## Work to do
Reproduce, word for word, the lines of the listing below, starting at the line that contains "locate: blue sign" and ending with the last line of the listing.

-- Information supplied start --

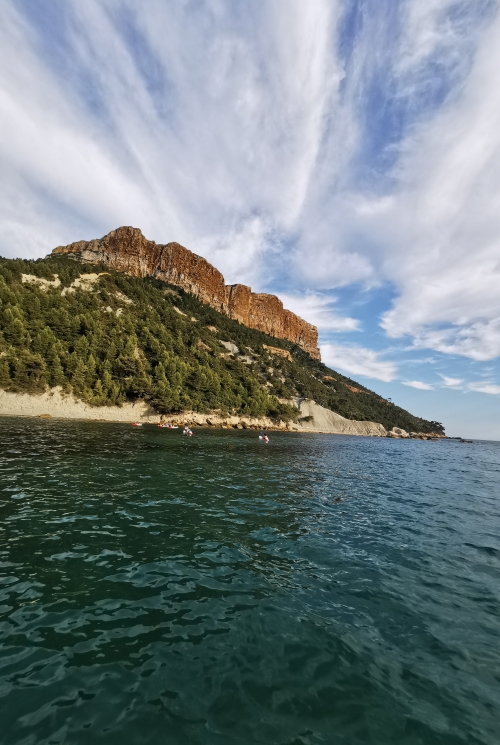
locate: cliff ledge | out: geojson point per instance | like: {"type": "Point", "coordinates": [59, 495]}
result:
{"type": "Point", "coordinates": [127, 250]}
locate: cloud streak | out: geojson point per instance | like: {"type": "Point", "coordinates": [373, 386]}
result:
{"type": "Point", "coordinates": [356, 360]}
{"type": "Point", "coordinates": [337, 144]}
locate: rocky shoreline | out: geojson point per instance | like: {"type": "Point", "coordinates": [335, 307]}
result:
{"type": "Point", "coordinates": [55, 404]}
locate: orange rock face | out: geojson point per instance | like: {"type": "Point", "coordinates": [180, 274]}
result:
{"type": "Point", "coordinates": [127, 250]}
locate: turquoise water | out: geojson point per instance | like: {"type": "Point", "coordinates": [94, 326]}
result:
{"type": "Point", "coordinates": [320, 589]}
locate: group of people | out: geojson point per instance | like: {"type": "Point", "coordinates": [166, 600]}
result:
{"type": "Point", "coordinates": [186, 431]}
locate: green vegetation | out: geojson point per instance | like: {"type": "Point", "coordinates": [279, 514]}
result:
{"type": "Point", "coordinates": [123, 338]}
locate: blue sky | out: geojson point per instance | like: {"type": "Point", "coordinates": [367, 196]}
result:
{"type": "Point", "coordinates": [344, 154]}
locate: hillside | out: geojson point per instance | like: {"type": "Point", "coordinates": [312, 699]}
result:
{"type": "Point", "coordinates": [110, 338]}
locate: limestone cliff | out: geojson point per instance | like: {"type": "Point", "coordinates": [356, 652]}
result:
{"type": "Point", "coordinates": [127, 250]}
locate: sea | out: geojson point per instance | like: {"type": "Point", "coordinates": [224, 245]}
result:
{"type": "Point", "coordinates": [167, 590]}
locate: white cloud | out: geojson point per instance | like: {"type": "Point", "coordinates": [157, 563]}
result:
{"type": "Point", "coordinates": [493, 390]}
{"type": "Point", "coordinates": [358, 361]}
{"type": "Point", "coordinates": [246, 133]}
{"type": "Point", "coordinates": [451, 382]}
{"type": "Point", "coordinates": [320, 311]}
{"type": "Point", "coordinates": [418, 384]}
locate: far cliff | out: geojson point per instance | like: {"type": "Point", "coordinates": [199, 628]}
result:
{"type": "Point", "coordinates": [127, 250]}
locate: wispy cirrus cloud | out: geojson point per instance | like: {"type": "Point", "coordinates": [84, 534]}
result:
{"type": "Point", "coordinates": [491, 388]}
{"type": "Point", "coordinates": [419, 385]}
{"type": "Point", "coordinates": [340, 143]}
{"type": "Point", "coordinates": [356, 360]}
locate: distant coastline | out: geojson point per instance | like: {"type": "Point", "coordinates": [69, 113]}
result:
{"type": "Point", "coordinates": [55, 404]}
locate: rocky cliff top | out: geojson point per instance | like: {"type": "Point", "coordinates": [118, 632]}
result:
{"type": "Point", "coordinates": [127, 250]}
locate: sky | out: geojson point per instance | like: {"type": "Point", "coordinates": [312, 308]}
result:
{"type": "Point", "coordinates": [342, 154]}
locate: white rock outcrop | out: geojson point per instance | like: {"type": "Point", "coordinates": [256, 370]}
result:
{"type": "Point", "coordinates": [315, 418]}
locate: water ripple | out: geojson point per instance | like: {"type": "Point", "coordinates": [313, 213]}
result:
{"type": "Point", "coordinates": [319, 590]}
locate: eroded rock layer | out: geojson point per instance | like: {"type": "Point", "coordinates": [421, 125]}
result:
{"type": "Point", "coordinates": [127, 250]}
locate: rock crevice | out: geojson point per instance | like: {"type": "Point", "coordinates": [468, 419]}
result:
{"type": "Point", "coordinates": [127, 250]}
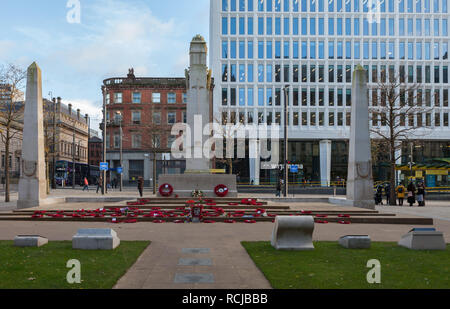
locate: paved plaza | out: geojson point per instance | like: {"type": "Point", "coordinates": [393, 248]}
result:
{"type": "Point", "coordinates": [191, 256]}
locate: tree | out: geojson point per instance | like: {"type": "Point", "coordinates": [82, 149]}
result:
{"type": "Point", "coordinates": [154, 132]}
{"type": "Point", "coordinates": [399, 107]}
{"type": "Point", "coordinates": [50, 122]}
{"type": "Point", "coordinates": [226, 133]}
{"type": "Point", "coordinates": [12, 80]}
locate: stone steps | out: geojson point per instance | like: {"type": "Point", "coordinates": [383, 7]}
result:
{"type": "Point", "coordinates": [355, 219]}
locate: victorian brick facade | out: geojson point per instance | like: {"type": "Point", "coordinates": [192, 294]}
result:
{"type": "Point", "coordinates": [146, 108]}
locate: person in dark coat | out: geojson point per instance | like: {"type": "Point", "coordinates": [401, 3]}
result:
{"type": "Point", "coordinates": [411, 194]}
{"type": "Point", "coordinates": [279, 188]}
{"type": "Point", "coordinates": [387, 192]}
{"type": "Point", "coordinates": [141, 186]}
{"type": "Point", "coordinates": [379, 196]}
{"type": "Point", "coordinates": [421, 194]}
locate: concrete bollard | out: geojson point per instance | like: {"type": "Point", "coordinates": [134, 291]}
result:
{"type": "Point", "coordinates": [293, 233]}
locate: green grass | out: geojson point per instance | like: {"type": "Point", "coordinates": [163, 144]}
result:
{"type": "Point", "coordinates": [330, 266]}
{"type": "Point", "coordinates": [45, 267]}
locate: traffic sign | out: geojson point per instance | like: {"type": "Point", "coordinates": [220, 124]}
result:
{"type": "Point", "coordinates": [104, 166]}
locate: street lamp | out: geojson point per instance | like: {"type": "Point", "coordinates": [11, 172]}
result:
{"type": "Point", "coordinates": [73, 156]}
{"type": "Point", "coordinates": [119, 114]}
{"type": "Point", "coordinates": [104, 90]}
{"type": "Point", "coordinates": [286, 172]}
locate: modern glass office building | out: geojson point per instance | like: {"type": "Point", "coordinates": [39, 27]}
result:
{"type": "Point", "coordinates": [257, 47]}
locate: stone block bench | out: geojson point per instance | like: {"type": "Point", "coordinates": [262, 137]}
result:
{"type": "Point", "coordinates": [95, 239]}
{"type": "Point", "coordinates": [293, 233]}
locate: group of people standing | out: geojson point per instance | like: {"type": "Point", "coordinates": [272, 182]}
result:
{"type": "Point", "coordinates": [411, 193]}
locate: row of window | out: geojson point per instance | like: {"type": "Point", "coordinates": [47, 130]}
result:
{"type": "Point", "coordinates": [333, 97]}
{"type": "Point", "coordinates": [156, 117]}
{"type": "Point", "coordinates": [137, 98]}
{"type": "Point", "coordinates": [136, 141]}
{"type": "Point", "coordinates": [335, 50]}
{"type": "Point", "coordinates": [336, 26]}
{"type": "Point", "coordinates": [333, 73]}
{"type": "Point", "coordinates": [313, 119]}
{"type": "Point", "coordinates": [382, 6]}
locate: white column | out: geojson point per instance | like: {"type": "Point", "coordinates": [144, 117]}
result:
{"type": "Point", "coordinates": [398, 155]}
{"type": "Point", "coordinates": [255, 166]}
{"type": "Point", "coordinates": [325, 163]}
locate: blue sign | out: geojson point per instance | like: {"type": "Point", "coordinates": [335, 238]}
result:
{"type": "Point", "coordinates": [104, 166]}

-- Information supplied end --

## Task response
locate: blue sign | out: geojson point per instance | like: {"type": "Point", "coordinates": [335, 238]}
result:
{"type": "Point", "coordinates": [104, 166]}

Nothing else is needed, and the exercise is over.